■ ОТРЫВОК ТЕКСТА ■
* * * *
Драматург считал, что надо принимать страдания, даже внутри семьи, особенно внутри семьи, а рядом с этим стояло представление о необходимой лжи, помогающей жить, о том, что человек не может жить без иллюзий – в том числе о себе самом. Загадка жизни, как думал О’Нил, неразрешима, неважно, как мы понимаем свои проблемы – психологически или метафизически. По сути поиск смысла жизни тождествен оправданию страданий.[471] Саймон Харфорд, герой пьесы «Дворцы побогаче» (написанной в конце 1930-х, но опубликованной лишь в 1952 году), подобно Полю Валери говорит, что «жизнь людей лишена смысла… она есть дурацкое разочарование, обещание лжеца… назначаемое ежедневно свидание с миром и счастьем, которого мы ждем день за днем, надеясь вопреки всему».[472]
Профессор Берлин придает большое значение тому факту, что Нью-Йорк остался довольно равнодушным к «Разносчику льда» в момент его первой постановки в 1946 году, но десять лет спустя, когда зрители увидели пьесу через две недели после «В ожидании Годо» Сэмюэля Беккета, она была встречена с куда большим энтузиазмом. Как справедливо говорит Берлин, две эти пьесы стоят на одном и том же метафизическом основании. Сам О’Нил считал «Разносчика льда» своим великим достижением. Он писал другу Лоренсу Лэнгнеру: «Бывают моменты, которые внезапно обнажают душу, и она оказывается совершенно голой, так что можно не в жестокости и не в своем нравственном превосходстве, но с понимающим состраданием увидеть в человеке жертву иронии жизни и жертву самого себя. В таких моментах я вижу глубину трагедии, и здесь уже больше ничего нельзя сказать».[473] Ирония и трагедия: именно об этом говорил Пол Фасселл в своей книге, посвященной Первой мировой войне (см. главу 9).
О’Нил считал, что иллюзиями следует делиться с другими (а сами иллюзии должны быть доступными), чтобы можно было жить в этом мире; у нас у всех есть иллюзии, это не стыдно (хотя в одном месте он называет философов «глупософами»).
* * * *
■ ИСХОДНЫЕ ДАННЫЕ ■
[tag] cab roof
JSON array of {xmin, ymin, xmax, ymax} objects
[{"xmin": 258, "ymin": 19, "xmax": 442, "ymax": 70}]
* * * *
■ ИЗУЧИТЕ МАТЕРИАЛ ■
A. Перечислите все пьесы, названия которых упомянуты в отрывке об О’Ниле.
B. Допишите отрывок об О’Ниле, начав сразу после его последней фразы.
Данные даны отдельно и к отрывку об О’Ниле не относятся.

■ ОТВЕТЫ К ЗАДАНИЯМ ■
A. «Дворцы побогаче», «Разносчик льда», «В ожидании Годо».

B.
В тот момент, когда, как мы видели, психология пришла на смену религии (или попыталась ее заменить) в жизни людей, О’Нил указывал, что дом и семья для большинства людей есть наиболее «значимый опыт жизни, сложный, глубокий и полный страсти». Он придавал семье огромное значение, и это достойно внимания. «Любовь и ненависть в семье, близость и отдаленность, одиночество и единение с другими, знание о любимом и неведение относительно него, замешательство перед лицом таинственного детерминизма – все это условия бытия человека». Когда «Долгий день» близится к завершению и в комнату входит Мэри – центр жизни для трех мужчин, – они вместе переживают смерть надежды, но они готовы нести это страдание, так что связь между людьми «как будто преодолевает то, что происходит на сцене».[474]
Во всех поздних пьесах О’Нила герои ищут более возвышенное основание для опыта жизни, надеются прикоснуться к трансцендентному смыслу в современном мире, остро переживают конфликт – особенно, как считал О’Нил, актуальный для США – между материалистической жадностью и духовной трансцендентностью.[475] В «Динамо» (1929) поиск «заместителей бога» (выражение О’Нила) ведет к противопоставлению пуританства науке (электричеству), где вторая оказывается столь же тупиковым путем, как и первое. В Америке, считал драматург, даже искусства подчинены деловой этике и даже бескорыстная тяга к знаниям осквернена стремлением получать гранты на исследования. Деньги и богатство – ложные боги, и вместо «пустой траты времени на накопление материальных богатств или на иллюзию власти через накопленные знания» Америка должна позаботиться о своем духовном здоровье.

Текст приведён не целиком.